Repérez dans les données toutes les lignes qui contiennent le mot « pile », puis recopiez-les. La casse compte.

(Éléments recensés dans un jeu de données)
──────────
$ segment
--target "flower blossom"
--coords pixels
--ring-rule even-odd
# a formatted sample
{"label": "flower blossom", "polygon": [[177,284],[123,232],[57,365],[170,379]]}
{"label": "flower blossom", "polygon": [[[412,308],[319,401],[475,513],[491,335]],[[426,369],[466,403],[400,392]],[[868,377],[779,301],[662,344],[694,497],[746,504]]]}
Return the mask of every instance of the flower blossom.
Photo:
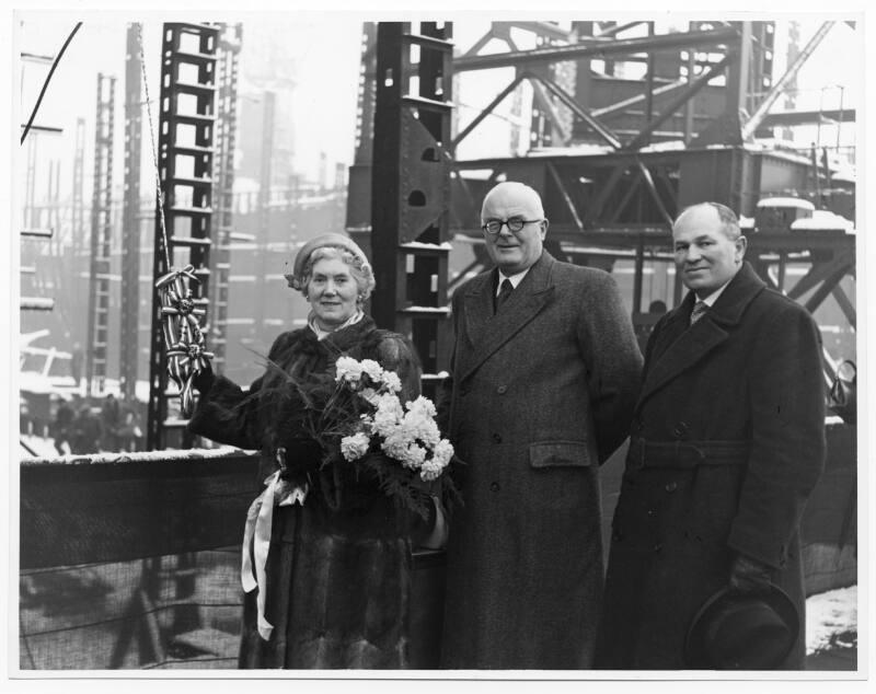
{"label": "flower blossom", "polygon": [[395,371],[384,371],[381,381],[383,382],[383,388],[390,393],[397,393],[402,390],[402,380]]}
{"label": "flower blossom", "polygon": [[371,379],[371,383],[380,383],[383,377],[383,367],[381,367],[373,359],[362,359],[359,362],[359,366],[361,367],[361,370]]}
{"label": "flower blossom", "polygon": [[338,357],[335,369],[337,382],[358,383],[362,378],[362,365],[353,357]]}
{"label": "flower blossom", "polygon": [[358,431],[353,436],[345,436],[341,439],[341,454],[349,462],[358,460],[366,454],[370,443],[371,440],[365,431]]}

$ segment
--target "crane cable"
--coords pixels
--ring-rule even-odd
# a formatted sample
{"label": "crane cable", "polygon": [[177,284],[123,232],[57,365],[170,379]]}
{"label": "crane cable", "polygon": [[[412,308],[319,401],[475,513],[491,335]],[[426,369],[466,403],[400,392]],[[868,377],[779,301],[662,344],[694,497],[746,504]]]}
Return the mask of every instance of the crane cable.
{"label": "crane cable", "polygon": [[161,241],[164,251],[165,267],[171,266],[171,256],[168,245],[168,228],[164,223],[164,196],[161,194],[161,171],[158,165],[158,150],[155,148],[154,124],[152,123],[152,105],[149,100],[149,81],[146,79],[146,57],[143,56],[143,25],[137,22],[137,43],[140,49],[140,70],[143,73],[143,91],[146,92],[146,113],[149,117],[149,139],[152,142],[152,163],[155,167],[155,196],[158,197],[159,223],[161,225]]}
{"label": "crane cable", "polygon": [[58,67],[58,63],[61,60],[61,56],[64,56],[64,51],[67,50],[67,46],[70,45],[70,42],[76,36],[76,33],[79,31],[79,27],[82,26],[82,22],[77,22],[77,25],[73,27],[73,31],[70,32],[70,35],[67,37],[67,41],[64,42],[64,46],[61,46],[60,51],[57,56],[55,56],[55,60],[51,63],[51,69],[49,69],[48,74],[46,76],[46,81],[43,82],[43,89],[39,90],[39,96],[36,99],[36,104],[34,104],[34,109],[31,112],[31,117],[27,119],[27,125],[24,126],[24,132],[21,134],[21,142],[20,144],[24,144],[24,138],[27,137],[27,134],[31,131],[31,126],[34,124],[34,118],[36,117],[36,112],[39,111],[39,104],[43,103],[43,96],[46,94],[46,89],[48,89],[48,83],[51,80],[51,76],[55,74],[55,68]]}

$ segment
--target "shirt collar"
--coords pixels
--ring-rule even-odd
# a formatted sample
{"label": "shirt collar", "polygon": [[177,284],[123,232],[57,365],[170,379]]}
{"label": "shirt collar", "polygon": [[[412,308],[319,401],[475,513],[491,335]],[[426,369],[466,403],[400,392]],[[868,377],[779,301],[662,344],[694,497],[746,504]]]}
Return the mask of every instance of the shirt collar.
{"label": "shirt collar", "polygon": [[730,279],[728,279],[726,282],[724,282],[721,287],[718,287],[711,294],[708,294],[705,299],[700,299],[698,297],[696,300],[698,301],[702,301],[705,305],[707,305],[711,309],[712,306],[715,305],[715,302],[718,300],[718,297],[724,292],[725,289],[727,289],[727,285],[729,285],[731,280],[733,280],[733,277],[730,277]]}
{"label": "shirt collar", "polygon": [[[530,267],[532,267],[532,266],[530,265]],[[502,290],[502,282],[503,282],[504,280],[506,280],[506,279],[509,279],[509,280],[511,280],[511,287],[512,287],[514,289],[517,289],[517,286],[518,286],[518,285],[519,285],[521,281],[523,281],[523,277],[526,277],[526,276],[527,276],[527,273],[528,273],[528,271],[529,271],[529,267],[528,267],[528,268],[526,268],[525,270],[520,270],[519,273],[517,273],[517,274],[515,274],[515,275],[506,275],[505,273],[503,273],[502,270],[499,270],[499,281],[497,281],[497,282],[496,282],[496,296],[498,297],[498,294],[499,294],[499,291]]]}
{"label": "shirt collar", "polygon": [[316,335],[316,339],[321,340],[321,339],[325,339],[326,337],[328,337],[332,333],[334,333],[336,331],[339,331],[339,329],[342,329],[344,327],[347,327],[348,325],[353,325],[354,323],[358,323],[364,317],[365,317],[365,313],[362,313],[362,311],[359,309],[359,310],[356,311],[356,313],[354,313],[351,316],[349,316],[342,325],[338,325],[333,331],[324,331],[316,324],[316,314],[313,313],[313,311],[311,311],[310,315],[308,316],[308,325],[310,326],[310,329],[312,329],[313,333]]}

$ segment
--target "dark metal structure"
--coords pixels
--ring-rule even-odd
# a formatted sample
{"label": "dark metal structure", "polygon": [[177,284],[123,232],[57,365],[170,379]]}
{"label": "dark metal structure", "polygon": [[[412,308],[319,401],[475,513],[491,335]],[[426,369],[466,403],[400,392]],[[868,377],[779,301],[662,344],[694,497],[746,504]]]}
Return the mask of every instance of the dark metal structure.
{"label": "dark metal structure", "polygon": [[[210,273],[219,31],[208,24],[164,24],[161,50],[158,165],[164,205],[155,210],[152,276],[158,279],[172,266],[194,266],[200,284],[191,289],[200,306],[207,305]],[[186,251],[187,257],[181,257]],[[169,408],[177,393],[169,390],[161,301],[154,286],[151,305],[147,448],[155,450],[169,447],[169,430],[183,432],[186,420],[171,416]],[[173,442],[188,441],[180,436]]]}
{"label": "dark metal structure", "polygon": [[238,62],[243,25],[222,27],[217,59],[216,160],[214,166],[214,209],[216,245],[210,251],[210,313],[208,345],[216,370],[222,372],[228,335],[228,279],[230,275],[231,223],[234,190],[234,138],[238,128]]}
{"label": "dark metal structure", "polygon": [[[609,270],[618,261],[632,262],[633,282],[627,290],[636,324],[653,317],[647,312],[646,270],[652,277],[658,271],[662,281],[675,284],[673,301],[681,297],[668,252],[671,220],[684,206],[715,200],[754,217],[762,198],[793,196],[818,207],[842,204],[841,211],[853,216],[850,192],[828,185],[830,171],[818,158],[808,152],[800,155],[791,148],[753,146],[756,135],[772,135],[772,128],[819,123],[828,116],[854,119],[853,112],[842,111],[770,113],[832,25],[826,22],[789,61],[785,74],[773,80],[772,22],[692,22],[687,31],[661,34],[648,22],[575,22],[570,30],[546,22],[493,23],[469,51],[452,60],[454,74],[514,68],[514,77],[504,86],[497,81],[495,97],[465,120],[460,118],[458,131],[445,144],[452,170],[450,232],[460,240],[468,238],[474,256],[450,279],[450,290],[488,265],[480,231],[480,203],[486,190],[503,180],[522,181],[542,195],[551,219],[548,245],[552,253]],[[376,43],[378,59],[394,50],[392,42],[397,41],[381,33],[381,27]],[[519,48],[515,36],[521,32],[534,34],[534,49]],[[508,50],[496,53],[496,39]],[[479,55],[487,44],[492,51]],[[368,57],[369,51],[364,50],[364,58]],[[364,76],[371,72],[367,66],[362,68]],[[376,169],[379,157],[391,160],[395,155],[385,148],[399,147],[384,140],[379,143],[378,126],[392,118],[404,122],[404,115],[385,108],[402,114],[407,108],[395,102],[381,111],[385,81],[378,66],[374,170],[369,171],[367,151],[359,147],[350,169],[347,217],[351,233],[372,229],[374,243],[381,230],[378,221],[391,221],[376,207],[405,209],[403,192],[387,185],[385,174],[378,177]],[[523,82],[532,85],[534,109],[529,153],[460,158],[466,138],[476,136],[503,101],[511,95],[519,99]],[[365,113],[359,115],[360,123],[367,124],[368,101],[362,94],[368,94],[367,84],[360,85],[360,112]],[[406,165],[407,178],[426,175],[429,169],[413,158]],[[369,196],[372,176],[381,186]],[[749,258],[768,281],[784,289],[788,287],[784,284],[787,264],[803,266],[804,279],[791,293],[803,298],[810,310],[833,297],[854,326],[852,302],[840,287],[843,277],[853,277],[853,240],[837,232],[765,233],[752,242]],[[795,269],[795,274],[799,271],[799,267]],[[384,306],[384,319],[393,308],[399,311],[405,305],[395,287],[378,281],[373,304],[376,309]],[[807,297],[807,291],[812,296]]]}
{"label": "dark metal structure", "polygon": [[423,22],[416,33],[401,22],[377,30],[371,312],[381,327],[413,339],[427,392],[449,356],[451,36],[449,23]]}
{"label": "dark metal structure", "polygon": [[113,144],[116,78],[97,73],[94,123],[94,186],[91,201],[91,266],[85,389],[103,392],[110,339],[110,255],[113,243]]}
{"label": "dark metal structure", "polygon": [[128,402],[132,402],[136,395],[139,349],[141,71],[138,26],[129,24],[125,56],[125,193],[122,208],[122,324],[118,352],[119,390]]}

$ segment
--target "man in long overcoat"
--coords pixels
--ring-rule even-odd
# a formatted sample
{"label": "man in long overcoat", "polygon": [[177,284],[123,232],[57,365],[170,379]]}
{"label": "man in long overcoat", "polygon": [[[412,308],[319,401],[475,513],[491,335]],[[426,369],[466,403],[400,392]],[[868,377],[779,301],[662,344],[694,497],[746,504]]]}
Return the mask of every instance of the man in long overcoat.
{"label": "man in long overcoat", "polygon": [[[736,215],[704,203],[672,230],[691,289],[655,326],[612,524],[597,667],[684,669],[700,606],[772,581],[795,602],[803,667],[805,593],[797,536],[825,459],[818,326],[744,261]],[[700,317],[701,316],[701,317]]]}
{"label": "man in long overcoat", "polygon": [[482,222],[497,268],[452,300],[463,504],[441,662],[588,668],[603,572],[598,470],[626,438],[642,355],[611,276],[543,250],[532,188],[494,187]]}

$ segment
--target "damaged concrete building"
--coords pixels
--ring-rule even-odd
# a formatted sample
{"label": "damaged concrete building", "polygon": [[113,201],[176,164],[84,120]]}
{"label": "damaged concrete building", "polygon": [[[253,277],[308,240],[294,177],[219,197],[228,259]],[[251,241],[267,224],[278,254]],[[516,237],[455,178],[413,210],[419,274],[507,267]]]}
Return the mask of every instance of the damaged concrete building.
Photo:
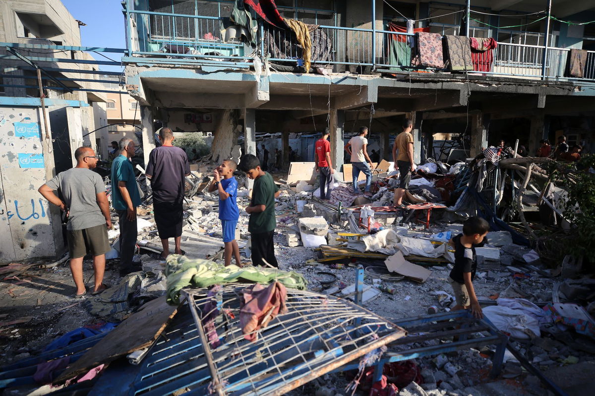
{"label": "damaged concrete building", "polygon": [[[518,139],[532,153],[562,134],[590,144],[595,33],[582,24],[595,15],[589,2],[549,9],[544,1],[475,0],[469,23],[463,0],[270,2],[276,8],[250,14],[224,1],[126,2],[123,62],[140,107],[145,159],[154,120],[212,131],[214,160],[229,156],[239,137],[245,153],[265,143],[281,150],[286,169],[290,139],[325,127],[338,169],[343,139],[361,125],[370,128],[370,148],[392,161],[392,136],[406,117],[415,122],[418,162],[474,156],[500,139]],[[284,18],[306,24],[310,56]],[[436,64],[420,62],[418,32],[469,36],[471,64],[449,64],[441,45]],[[569,64],[578,53],[577,74]],[[268,138],[257,147],[261,136]],[[310,161],[313,144],[292,149]]]}

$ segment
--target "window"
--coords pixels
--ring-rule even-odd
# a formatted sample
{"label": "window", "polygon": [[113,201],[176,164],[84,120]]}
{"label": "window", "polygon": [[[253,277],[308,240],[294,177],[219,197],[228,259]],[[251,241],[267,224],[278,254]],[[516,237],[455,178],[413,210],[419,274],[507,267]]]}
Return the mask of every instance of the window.
{"label": "window", "polygon": [[17,36],[30,39],[51,39],[64,32],[45,14],[15,12]]}

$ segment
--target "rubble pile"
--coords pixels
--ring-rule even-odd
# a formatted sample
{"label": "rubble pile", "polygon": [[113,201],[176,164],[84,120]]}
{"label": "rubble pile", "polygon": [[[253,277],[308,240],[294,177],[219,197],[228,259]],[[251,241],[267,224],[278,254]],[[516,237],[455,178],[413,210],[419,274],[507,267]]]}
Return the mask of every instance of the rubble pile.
──────────
*Résultat*:
--target "rubble pile"
{"label": "rubble pile", "polygon": [[113,201],[176,164],[84,120]]}
{"label": "rubble pile", "polygon": [[[253,277],[308,240],[294,177],[219,197],[228,259]],[[251,241],[267,224],[278,254]],[[516,237],[455,178],[413,210],[419,274],[507,267]]]}
Return the mask of every instance of the rubble pile.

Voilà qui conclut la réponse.